▶ Work required: Show every line in the rows below that contains the word "petal". Case counts.

Entries from a pointing dataset:
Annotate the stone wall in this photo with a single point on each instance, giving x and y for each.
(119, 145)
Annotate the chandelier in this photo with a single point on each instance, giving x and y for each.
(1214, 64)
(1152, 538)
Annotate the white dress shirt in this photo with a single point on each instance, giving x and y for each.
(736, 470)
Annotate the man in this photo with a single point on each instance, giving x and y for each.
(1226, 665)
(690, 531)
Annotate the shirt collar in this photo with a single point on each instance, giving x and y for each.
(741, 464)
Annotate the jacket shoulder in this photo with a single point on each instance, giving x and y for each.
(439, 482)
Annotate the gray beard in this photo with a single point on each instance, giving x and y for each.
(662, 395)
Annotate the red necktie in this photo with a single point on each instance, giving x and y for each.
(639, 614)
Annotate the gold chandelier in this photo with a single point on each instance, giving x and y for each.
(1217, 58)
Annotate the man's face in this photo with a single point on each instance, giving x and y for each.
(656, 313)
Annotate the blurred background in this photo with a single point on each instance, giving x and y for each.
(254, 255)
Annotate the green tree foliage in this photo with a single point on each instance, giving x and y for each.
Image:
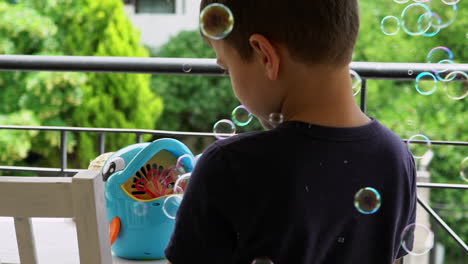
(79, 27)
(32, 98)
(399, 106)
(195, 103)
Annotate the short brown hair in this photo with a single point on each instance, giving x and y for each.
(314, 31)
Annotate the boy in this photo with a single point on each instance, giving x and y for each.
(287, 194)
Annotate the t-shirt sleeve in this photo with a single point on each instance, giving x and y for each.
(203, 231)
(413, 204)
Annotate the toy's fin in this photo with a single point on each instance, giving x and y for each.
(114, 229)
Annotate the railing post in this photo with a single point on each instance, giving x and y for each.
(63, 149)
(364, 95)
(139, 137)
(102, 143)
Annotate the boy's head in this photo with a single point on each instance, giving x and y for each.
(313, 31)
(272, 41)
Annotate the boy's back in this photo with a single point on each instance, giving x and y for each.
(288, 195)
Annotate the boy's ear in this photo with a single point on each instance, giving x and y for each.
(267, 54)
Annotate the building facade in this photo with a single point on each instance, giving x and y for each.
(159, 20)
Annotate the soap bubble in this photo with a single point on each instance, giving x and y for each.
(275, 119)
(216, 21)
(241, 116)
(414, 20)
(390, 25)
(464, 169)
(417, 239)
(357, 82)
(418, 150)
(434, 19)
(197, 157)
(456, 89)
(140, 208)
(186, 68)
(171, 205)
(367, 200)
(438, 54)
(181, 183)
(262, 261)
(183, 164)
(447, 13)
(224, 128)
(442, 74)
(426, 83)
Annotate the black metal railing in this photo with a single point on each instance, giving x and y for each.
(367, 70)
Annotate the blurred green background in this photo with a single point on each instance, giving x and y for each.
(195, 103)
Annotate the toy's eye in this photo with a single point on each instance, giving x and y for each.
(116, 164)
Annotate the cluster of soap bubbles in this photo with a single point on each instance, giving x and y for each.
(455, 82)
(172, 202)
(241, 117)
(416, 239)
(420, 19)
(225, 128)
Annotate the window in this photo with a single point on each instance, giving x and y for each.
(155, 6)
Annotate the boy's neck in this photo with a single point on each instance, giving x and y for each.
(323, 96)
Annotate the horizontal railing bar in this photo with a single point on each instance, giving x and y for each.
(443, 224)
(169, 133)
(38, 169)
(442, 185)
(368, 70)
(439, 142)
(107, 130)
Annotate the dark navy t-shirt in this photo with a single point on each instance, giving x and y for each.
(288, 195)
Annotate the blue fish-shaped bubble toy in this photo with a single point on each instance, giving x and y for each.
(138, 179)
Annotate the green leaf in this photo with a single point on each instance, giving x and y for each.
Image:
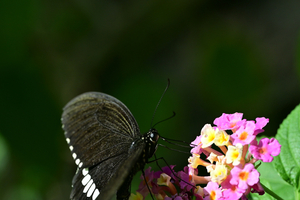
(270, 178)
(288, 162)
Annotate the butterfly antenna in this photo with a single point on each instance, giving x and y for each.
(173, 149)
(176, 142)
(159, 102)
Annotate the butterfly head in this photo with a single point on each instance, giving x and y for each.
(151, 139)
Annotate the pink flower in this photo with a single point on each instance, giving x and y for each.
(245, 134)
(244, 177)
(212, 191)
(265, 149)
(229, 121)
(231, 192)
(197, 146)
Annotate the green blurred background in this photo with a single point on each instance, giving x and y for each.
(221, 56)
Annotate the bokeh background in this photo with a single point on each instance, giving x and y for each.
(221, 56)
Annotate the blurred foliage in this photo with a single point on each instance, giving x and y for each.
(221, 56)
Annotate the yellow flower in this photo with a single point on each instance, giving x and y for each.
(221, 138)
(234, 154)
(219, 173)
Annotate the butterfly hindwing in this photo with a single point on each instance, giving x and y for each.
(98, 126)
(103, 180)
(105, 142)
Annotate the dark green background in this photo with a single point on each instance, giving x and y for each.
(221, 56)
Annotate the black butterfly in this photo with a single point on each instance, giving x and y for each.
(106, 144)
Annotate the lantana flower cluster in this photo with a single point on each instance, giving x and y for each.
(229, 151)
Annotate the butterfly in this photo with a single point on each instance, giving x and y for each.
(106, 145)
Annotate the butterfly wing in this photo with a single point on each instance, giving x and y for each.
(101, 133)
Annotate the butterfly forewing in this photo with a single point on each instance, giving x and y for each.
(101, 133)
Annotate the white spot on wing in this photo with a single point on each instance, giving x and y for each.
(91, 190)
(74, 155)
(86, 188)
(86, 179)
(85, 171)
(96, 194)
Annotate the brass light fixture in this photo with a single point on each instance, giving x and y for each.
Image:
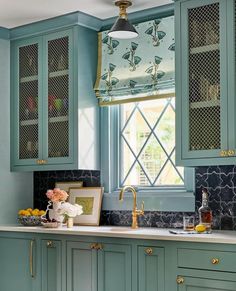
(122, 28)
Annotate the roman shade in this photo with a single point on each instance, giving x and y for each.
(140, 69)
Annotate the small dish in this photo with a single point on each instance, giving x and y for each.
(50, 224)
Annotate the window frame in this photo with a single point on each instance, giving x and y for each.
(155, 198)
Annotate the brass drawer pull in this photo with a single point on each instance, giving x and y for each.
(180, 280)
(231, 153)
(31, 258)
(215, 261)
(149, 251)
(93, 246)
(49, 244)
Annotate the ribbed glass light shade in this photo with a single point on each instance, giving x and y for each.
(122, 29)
---
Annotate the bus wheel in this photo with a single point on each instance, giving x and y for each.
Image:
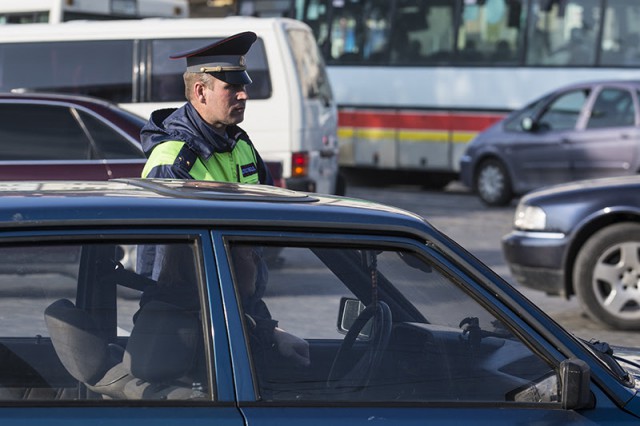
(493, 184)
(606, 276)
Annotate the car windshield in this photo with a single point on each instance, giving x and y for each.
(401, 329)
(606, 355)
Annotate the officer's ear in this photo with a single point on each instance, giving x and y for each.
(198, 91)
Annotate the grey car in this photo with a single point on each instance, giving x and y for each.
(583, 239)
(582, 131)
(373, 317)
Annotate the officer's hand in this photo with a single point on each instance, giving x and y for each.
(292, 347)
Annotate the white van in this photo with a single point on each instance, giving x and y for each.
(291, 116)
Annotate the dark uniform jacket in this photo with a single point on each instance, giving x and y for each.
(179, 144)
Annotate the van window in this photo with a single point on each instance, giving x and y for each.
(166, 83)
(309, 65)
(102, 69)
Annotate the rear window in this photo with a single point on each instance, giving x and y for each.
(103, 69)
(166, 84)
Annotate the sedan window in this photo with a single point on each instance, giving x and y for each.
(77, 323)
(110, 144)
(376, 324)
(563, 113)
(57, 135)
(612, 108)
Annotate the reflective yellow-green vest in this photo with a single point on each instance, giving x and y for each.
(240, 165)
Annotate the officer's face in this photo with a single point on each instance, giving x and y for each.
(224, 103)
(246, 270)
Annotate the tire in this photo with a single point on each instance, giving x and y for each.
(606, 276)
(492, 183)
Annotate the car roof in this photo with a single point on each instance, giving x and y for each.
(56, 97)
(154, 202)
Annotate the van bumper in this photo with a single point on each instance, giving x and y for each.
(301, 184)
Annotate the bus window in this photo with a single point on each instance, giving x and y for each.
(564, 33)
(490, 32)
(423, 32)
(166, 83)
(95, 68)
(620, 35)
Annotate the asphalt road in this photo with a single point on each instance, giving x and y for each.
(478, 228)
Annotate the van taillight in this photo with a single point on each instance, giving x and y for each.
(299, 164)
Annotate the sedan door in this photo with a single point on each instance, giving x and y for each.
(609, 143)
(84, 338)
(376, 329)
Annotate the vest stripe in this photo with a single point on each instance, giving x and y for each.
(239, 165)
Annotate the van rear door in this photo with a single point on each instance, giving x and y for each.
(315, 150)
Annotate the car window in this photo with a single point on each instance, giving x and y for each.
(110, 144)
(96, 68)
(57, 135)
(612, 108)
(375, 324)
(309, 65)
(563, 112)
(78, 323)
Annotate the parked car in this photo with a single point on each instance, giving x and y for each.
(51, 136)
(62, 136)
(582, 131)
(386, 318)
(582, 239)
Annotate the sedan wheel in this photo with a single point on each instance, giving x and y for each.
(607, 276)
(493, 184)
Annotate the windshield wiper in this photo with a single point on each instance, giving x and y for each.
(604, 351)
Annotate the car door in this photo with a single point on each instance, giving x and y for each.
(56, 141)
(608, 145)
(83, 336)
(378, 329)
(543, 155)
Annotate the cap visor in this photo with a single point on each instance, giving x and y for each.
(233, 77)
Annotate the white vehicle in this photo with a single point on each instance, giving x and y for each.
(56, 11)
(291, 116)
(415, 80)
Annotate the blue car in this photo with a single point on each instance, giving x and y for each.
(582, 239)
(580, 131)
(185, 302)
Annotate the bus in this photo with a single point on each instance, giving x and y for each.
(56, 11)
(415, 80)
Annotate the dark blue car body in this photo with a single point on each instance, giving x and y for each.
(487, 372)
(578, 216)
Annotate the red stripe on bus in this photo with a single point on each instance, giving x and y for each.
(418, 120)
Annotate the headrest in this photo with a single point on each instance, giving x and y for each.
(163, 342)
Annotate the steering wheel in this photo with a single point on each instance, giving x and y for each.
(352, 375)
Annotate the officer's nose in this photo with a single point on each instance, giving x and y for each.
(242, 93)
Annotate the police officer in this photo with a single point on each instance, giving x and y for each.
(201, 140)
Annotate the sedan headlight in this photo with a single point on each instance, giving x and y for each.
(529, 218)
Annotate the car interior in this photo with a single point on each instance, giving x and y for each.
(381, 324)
...
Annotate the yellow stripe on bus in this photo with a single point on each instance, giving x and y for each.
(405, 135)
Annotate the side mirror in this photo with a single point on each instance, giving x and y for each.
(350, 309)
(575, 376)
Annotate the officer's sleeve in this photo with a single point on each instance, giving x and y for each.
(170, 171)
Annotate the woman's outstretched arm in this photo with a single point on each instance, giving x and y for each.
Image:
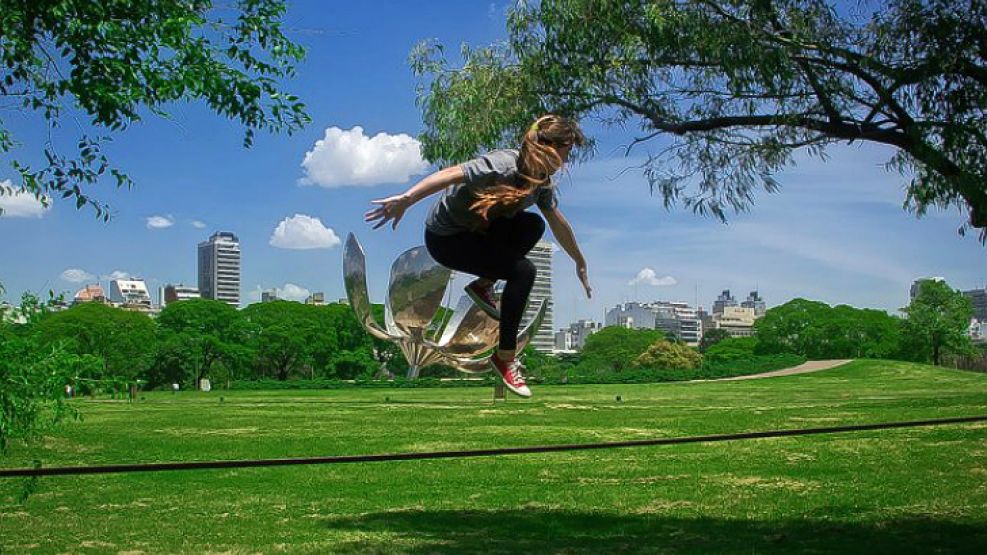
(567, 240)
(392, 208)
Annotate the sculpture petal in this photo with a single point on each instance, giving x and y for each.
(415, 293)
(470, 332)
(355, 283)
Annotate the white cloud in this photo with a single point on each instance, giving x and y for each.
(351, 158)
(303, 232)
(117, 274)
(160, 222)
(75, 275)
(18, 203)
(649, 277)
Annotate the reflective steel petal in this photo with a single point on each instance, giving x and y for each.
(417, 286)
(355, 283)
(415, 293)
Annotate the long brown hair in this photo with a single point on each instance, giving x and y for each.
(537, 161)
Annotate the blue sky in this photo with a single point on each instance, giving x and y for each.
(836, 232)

▶ Output for this exercise:
Annotate the sculpture petal in this photo with a single point on each instance, giving x and y for each.
Annotate the reflective steel petal in this photo with a single point on each instance, giving x and y for each.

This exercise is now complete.